• **OBJECTIVE**:
Please extract each line from the records below that contains the word "white", copying the full line. Case counts.

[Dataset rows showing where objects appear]
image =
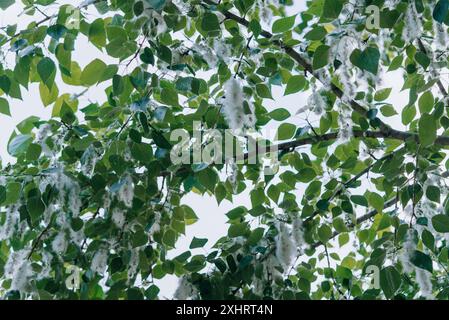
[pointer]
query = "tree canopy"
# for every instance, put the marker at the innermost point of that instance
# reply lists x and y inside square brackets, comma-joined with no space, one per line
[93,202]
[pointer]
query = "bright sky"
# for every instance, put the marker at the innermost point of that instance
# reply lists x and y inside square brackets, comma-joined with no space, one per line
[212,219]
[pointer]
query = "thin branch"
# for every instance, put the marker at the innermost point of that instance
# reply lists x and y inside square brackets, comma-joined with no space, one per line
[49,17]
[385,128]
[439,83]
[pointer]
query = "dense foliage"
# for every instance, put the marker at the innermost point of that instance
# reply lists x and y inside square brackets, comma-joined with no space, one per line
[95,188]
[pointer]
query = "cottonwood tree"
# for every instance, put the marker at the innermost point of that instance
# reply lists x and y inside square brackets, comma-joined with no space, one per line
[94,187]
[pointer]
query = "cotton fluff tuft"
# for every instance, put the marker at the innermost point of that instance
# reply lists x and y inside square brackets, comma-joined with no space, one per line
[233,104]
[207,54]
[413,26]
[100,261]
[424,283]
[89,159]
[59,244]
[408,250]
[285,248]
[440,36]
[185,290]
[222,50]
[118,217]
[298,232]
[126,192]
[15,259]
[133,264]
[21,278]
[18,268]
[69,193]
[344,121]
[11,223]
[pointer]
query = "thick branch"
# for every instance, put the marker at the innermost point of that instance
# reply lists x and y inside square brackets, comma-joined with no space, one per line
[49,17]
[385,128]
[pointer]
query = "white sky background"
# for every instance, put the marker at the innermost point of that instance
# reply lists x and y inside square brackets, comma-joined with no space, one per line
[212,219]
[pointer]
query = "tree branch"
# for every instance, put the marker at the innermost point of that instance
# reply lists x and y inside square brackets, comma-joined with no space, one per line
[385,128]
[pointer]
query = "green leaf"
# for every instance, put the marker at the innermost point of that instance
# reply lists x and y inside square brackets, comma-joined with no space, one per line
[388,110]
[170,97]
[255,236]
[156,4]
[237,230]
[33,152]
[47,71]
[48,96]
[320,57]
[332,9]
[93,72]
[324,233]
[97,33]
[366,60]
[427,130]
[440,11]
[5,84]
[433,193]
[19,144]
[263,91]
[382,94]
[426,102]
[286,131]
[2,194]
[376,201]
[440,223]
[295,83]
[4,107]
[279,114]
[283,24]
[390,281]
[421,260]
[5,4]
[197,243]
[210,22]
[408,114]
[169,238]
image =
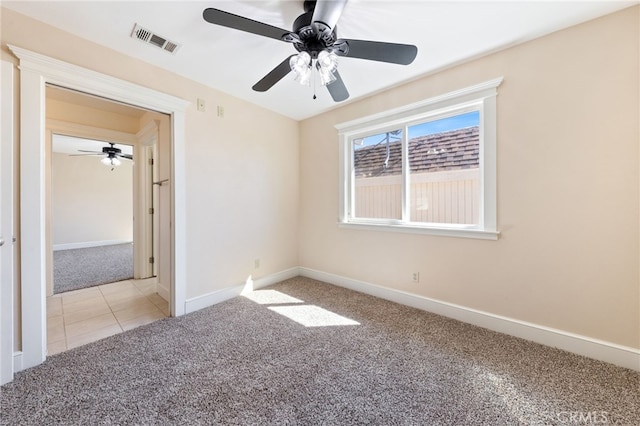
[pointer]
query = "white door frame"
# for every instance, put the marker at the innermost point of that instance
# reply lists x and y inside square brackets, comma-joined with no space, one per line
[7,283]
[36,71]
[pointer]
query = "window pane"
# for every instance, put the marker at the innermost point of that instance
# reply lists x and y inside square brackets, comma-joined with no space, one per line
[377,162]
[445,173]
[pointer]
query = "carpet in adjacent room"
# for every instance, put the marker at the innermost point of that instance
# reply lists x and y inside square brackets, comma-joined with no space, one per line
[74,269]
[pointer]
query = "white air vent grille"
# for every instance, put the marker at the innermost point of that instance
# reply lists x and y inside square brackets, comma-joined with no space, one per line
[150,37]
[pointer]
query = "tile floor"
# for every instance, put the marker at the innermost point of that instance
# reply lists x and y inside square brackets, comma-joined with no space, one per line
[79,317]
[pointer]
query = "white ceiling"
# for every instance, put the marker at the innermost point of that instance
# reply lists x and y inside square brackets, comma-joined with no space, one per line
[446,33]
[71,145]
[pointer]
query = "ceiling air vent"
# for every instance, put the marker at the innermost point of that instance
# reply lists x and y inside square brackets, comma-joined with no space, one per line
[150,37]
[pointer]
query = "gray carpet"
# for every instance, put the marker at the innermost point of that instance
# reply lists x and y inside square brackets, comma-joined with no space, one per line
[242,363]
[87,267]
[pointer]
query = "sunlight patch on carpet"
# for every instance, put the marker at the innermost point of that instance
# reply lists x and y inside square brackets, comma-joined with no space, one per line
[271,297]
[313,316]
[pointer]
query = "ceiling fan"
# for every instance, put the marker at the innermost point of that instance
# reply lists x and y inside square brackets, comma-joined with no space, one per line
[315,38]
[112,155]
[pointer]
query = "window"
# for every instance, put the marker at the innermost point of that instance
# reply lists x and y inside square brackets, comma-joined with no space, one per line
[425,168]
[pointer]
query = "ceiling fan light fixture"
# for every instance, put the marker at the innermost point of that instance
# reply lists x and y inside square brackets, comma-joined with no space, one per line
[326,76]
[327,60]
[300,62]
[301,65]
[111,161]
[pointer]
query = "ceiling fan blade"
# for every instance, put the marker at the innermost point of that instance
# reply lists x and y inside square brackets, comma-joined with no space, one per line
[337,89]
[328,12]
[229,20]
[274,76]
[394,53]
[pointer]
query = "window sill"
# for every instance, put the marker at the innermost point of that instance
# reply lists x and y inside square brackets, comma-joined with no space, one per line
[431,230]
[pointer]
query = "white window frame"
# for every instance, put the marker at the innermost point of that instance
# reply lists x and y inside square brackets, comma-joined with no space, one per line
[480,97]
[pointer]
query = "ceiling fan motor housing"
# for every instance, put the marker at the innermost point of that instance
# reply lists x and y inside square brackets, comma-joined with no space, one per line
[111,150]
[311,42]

• **COMPLETED EXERCISE**:
query = "white sky background"
query = "white door frame"
query = "white air vent grille"
query = "white ceiling"
query = "white window frame"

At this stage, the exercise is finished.